__DATA SHOWN__:
= = = =

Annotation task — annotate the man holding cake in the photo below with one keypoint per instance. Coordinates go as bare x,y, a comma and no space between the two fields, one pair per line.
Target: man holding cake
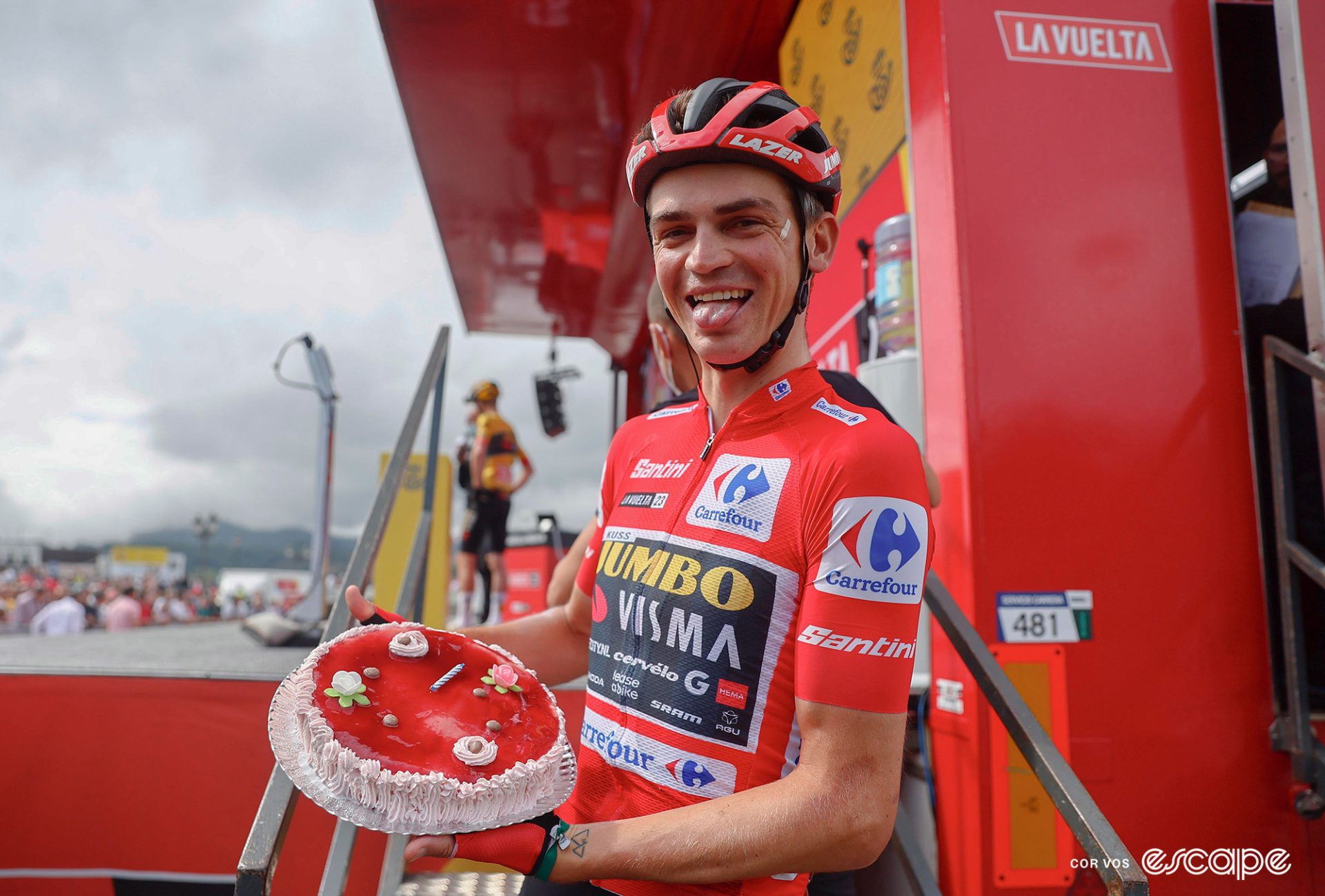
746,613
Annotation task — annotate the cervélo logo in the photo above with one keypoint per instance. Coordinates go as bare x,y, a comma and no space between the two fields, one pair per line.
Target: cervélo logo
876,551
741,495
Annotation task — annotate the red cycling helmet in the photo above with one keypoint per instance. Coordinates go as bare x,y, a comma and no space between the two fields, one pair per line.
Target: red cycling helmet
750,123
738,121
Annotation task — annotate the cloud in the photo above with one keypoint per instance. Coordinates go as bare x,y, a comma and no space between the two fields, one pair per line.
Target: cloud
187,187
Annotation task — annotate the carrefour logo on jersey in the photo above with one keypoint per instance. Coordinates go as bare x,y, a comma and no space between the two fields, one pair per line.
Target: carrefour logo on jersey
741,495
662,764
876,551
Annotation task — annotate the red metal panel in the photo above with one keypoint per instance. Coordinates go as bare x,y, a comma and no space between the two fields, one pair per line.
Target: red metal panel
1086,409
839,290
961,781
522,114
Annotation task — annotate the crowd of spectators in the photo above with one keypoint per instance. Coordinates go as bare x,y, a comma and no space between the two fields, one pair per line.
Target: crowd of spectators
48,605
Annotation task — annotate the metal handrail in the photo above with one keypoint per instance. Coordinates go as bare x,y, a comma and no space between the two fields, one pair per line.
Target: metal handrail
1292,733
266,837
1117,868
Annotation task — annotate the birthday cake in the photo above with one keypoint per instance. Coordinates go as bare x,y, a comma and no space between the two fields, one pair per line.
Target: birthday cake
415,731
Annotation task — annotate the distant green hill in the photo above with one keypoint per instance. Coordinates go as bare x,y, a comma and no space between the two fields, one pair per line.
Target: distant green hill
235,546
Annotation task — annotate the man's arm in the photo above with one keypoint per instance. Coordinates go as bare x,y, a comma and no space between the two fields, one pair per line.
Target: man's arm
835,812
478,457
527,470
563,575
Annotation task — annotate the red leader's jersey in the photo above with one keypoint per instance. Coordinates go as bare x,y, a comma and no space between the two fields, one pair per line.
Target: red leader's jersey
786,563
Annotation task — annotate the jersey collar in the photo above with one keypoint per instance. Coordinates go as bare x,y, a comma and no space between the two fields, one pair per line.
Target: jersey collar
790,390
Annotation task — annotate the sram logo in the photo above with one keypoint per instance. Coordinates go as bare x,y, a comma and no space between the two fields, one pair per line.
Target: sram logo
830,639
763,146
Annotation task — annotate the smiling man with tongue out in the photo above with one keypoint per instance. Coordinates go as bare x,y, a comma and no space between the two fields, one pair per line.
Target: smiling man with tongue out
734,249
745,713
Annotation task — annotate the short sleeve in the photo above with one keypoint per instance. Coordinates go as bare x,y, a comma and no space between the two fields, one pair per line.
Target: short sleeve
870,540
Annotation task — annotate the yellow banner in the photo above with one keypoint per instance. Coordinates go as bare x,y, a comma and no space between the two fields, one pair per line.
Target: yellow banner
138,554
845,60
390,570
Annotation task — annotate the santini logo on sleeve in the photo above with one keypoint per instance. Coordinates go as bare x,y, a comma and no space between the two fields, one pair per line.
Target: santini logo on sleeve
876,551
741,495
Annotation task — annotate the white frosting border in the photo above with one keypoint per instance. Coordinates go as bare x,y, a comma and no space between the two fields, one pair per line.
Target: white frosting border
407,802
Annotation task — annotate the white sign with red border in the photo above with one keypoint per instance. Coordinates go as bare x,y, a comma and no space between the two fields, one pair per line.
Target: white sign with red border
1093,43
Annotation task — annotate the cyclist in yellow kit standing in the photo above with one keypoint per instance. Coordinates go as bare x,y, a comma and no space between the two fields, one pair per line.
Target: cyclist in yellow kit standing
493,482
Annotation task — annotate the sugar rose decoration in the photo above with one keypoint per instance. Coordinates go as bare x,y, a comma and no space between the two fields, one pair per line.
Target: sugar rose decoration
410,645
349,688
502,678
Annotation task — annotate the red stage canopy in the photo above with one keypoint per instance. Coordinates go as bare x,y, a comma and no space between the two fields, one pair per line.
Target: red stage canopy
521,117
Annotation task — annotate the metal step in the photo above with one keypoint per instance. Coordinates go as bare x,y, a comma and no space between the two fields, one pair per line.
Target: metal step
462,883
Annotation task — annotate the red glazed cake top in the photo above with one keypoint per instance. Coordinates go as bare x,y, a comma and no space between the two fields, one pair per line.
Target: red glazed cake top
429,723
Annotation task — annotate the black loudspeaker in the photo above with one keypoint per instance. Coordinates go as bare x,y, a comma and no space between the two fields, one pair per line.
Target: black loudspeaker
549,392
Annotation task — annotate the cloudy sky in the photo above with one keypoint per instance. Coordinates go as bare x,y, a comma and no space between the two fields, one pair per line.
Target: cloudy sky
186,187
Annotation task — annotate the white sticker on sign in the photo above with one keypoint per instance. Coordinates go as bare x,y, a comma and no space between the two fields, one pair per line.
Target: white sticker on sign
949,698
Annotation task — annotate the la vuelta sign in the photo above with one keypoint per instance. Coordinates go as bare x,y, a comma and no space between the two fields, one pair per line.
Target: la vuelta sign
1096,43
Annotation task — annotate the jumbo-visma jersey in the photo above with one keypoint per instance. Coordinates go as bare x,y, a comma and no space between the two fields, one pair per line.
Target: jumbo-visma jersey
787,563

= = = =

__WORK REQUEST__:
The response should hold exactly the lines starting at the line with "Target: jersey collar" and ending at the line with "Annotation task — annotate the yellow", and no other line of the material above.

__SOLUTION FOR THIS TASK__:
Target: jersey collar
790,390
Annotation task — annotate the sram logo in the photo above with one keypoint per instance. Coordinates go as bare x,y, a comma and no space between the two fields, one pair per line.
Target: sram logo
830,639
763,146
Annotation task — annotate the smiling man with tongue out in the photo above with one keypoint per instance. Coordinates go as bare x,y, a comma and no space between the two fields, one pair per line.
Target: smiling man with tongue out
734,249
745,713
Annotation task — annotate the short sleeve in the photo above with one keypoint per instance. Coordinates go as bare x,y, a comma and no space between the two fields, one pair per line.
Target: short sleeve
870,540
Annotation task — annotate the yellow banner in the photo above with one keypoint per instance. Coordinates go as bare x,y, a comma and no space between the two fields, one pair per line.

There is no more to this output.